What to do >>
Copy out each line exactly as it appears.
## begin Input material
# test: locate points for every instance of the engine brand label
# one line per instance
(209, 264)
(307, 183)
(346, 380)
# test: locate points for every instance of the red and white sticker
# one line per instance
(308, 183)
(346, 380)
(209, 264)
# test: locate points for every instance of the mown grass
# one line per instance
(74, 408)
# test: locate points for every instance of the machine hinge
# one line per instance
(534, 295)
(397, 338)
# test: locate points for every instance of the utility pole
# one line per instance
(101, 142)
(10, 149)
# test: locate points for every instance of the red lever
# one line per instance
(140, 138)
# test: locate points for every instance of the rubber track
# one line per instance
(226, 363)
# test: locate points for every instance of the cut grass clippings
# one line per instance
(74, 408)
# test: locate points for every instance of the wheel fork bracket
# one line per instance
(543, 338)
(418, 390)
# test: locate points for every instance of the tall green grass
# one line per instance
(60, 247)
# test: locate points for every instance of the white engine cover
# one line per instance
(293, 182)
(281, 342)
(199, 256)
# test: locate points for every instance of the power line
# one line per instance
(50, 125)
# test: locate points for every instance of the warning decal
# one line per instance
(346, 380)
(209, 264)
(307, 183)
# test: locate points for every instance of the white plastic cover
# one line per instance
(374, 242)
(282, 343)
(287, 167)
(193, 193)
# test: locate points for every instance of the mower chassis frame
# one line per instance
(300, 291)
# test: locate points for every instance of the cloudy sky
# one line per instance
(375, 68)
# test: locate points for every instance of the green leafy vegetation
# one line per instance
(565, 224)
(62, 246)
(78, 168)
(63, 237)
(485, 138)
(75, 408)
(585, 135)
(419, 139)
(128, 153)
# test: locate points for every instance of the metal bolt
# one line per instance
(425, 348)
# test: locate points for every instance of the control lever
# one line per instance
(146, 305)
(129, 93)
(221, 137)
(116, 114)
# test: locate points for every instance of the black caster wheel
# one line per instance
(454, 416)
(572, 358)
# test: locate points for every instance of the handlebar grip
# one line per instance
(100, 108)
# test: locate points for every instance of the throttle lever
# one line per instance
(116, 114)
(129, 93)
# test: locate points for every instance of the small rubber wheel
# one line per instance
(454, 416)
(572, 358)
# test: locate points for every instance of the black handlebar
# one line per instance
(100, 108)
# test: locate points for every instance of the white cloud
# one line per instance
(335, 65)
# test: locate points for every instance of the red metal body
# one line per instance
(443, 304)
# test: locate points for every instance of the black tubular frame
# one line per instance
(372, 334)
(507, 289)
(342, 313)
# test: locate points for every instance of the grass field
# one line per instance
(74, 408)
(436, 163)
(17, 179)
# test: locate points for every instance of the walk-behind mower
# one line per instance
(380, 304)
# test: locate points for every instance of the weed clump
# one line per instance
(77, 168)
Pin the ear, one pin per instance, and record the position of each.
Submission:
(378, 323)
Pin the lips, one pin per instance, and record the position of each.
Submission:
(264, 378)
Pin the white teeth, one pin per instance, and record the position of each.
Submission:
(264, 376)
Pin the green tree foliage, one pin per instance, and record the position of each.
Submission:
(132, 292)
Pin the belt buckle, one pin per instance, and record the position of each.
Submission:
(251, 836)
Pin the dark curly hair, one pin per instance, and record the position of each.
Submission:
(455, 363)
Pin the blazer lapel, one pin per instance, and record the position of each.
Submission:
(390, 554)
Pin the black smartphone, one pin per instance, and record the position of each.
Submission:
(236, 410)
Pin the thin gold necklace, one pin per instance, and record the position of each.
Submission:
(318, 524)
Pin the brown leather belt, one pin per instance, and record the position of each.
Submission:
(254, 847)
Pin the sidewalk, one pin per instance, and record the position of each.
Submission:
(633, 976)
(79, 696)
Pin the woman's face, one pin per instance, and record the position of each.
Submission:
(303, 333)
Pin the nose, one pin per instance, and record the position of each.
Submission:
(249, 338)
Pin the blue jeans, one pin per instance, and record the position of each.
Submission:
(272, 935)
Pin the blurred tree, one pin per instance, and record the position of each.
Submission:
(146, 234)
## end Input material
Written solution >>
# test: locate points for every instance of the engine brand label
# one line per instance
(209, 264)
(307, 183)
(346, 380)
# test: locate points for every instance of the red and white sticker
# one line per instance
(308, 183)
(346, 380)
(209, 264)
# test: locate points for every instance of the mown grass
# one line per instance
(74, 408)
# test: locate points for every instance of the machine hinge
# one line per instance
(534, 295)
(397, 338)
# test: locate points for every instance of the utility pole
# one line per instance
(101, 142)
(10, 149)
# test: locate points for every instance of the red lever
# one line per instance
(140, 138)
# test: locate points for every instance of the rubber track
# one line per instance
(226, 363)
# test: locate points for every instance of the cut grass clippings
# one line per instance
(74, 408)
# test: locate points for every instance of the wheel fork bracket
# one line per instance
(543, 338)
(418, 390)
# test: locate points for every instance of the tall green grass
# one line per instance
(60, 247)
# test: locate points for every instance of the white engine cover
# one line per instance
(293, 182)
(281, 342)
(199, 256)
# test: locate points for every instance of the power line
# one line per instance
(50, 125)
# test: locate points for every instance of the warning decal
# one line per instance
(346, 380)
(209, 264)
(307, 183)
# test: locate points for every instance of the white plastic cover
# one line per instance
(374, 242)
(282, 343)
(287, 167)
(193, 193)
# test: locate points for every instance of the mower chassis frame
# one line per instance
(300, 291)
# test: locate points for every instance of the cloudy sky
# one line per instance
(375, 68)
# test: locate points for every instance of the green leafy vegetation
# one line per instance
(565, 224)
(62, 246)
(78, 168)
(63, 237)
(485, 138)
(75, 408)
(585, 135)
(419, 139)
(128, 153)
# test: locate points for every instance of the metal bolt
# one line per instance
(425, 348)
# test: locate points for every instance of the control lever
# one line per instance
(146, 305)
(129, 93)
(221, 137)
(116, 114)
# test: locate points for every instance of the black caster wheel
# one line per instance
(454, 416)
(572, 358)
# test: locate points for every instance of the handlebar grip
# one line per instance
(100, 108)
# test: locate points for every instance of the throttle lever
# one line per instance
(116, 114)
(129, 93)
# test: locate points for every instance of the small rubber wheel
# one line per instance
(454, 416)
(572, 358)
# test: locate points for every instance of the black handlebar
# one line per instance
(100, 108)
# test: locate points for every instance of the white cloud
# one line per instance
(335, 65)
# test: locate points for every instance of the red metal body
# one line per instance
(443, 304)
# test: locate points for every instance of the black tubular frame
# one line per instance
(372, 334)
(507, 289)
(342, 313)
# test: locate points for every instance of the grass field
# one line per instance
(74, 408)
(436, 163)
(17, 179)
# test: locate points for every instance of the walk-behind mower
# one line per instance
(380, 304)
# test: locate points for every instance of the weed clump
# one line per instance
(77, 168)
Pin the ear, one pin per instance, and record the position of each.
Submission:
(378, 323)
Pin the lips, one pin per instance, and record the position of each.
Submission:
(264, 378)
Pin the white teeth, one pin per instance, and record the position of each.
Submission:
(264, 376)
Pin the green tree foliage, one pin per instance, and record the position of each.
Submission:
(132, 292)
Pin the belt buckle, one pin per instance, and record the position of each.
Submission:
(251, 836)
Pin the dark curly hair, one pin per instance, and record the position of each.
Submission:
(455, 363)
Pin the blazer lapel, one pin per instance, and record the position of each.
Submission:
(390, 554)
Pin the black smartphone, one pin per instance, and record the position of each.
Submission:
(236, 410)
Pin the thin gold necklace, one pin per instance, and record the position of each.
Submission:
(318, 524)
Pin the brown leather belt, one pin per instance, and record the position of each.
Submission:
(254, 847)
Pin the sidewalk, one pin per instance, and record the position of each.
Submission:
(633, 976)
(79, 696)
Pin the woman's face, one pin per instance, and record the position of each.
Submission:
(303, 333)
Pin the nose, one pin per instance, and record the position of each.
Submission:
(249, 338)
Pin the blue jeans, one pin per instance, and record the position of each.
Submission:
(272, 935)
Pin the blurred tree, one pin per instance, and record the position of each.
Submission:
(146, 234)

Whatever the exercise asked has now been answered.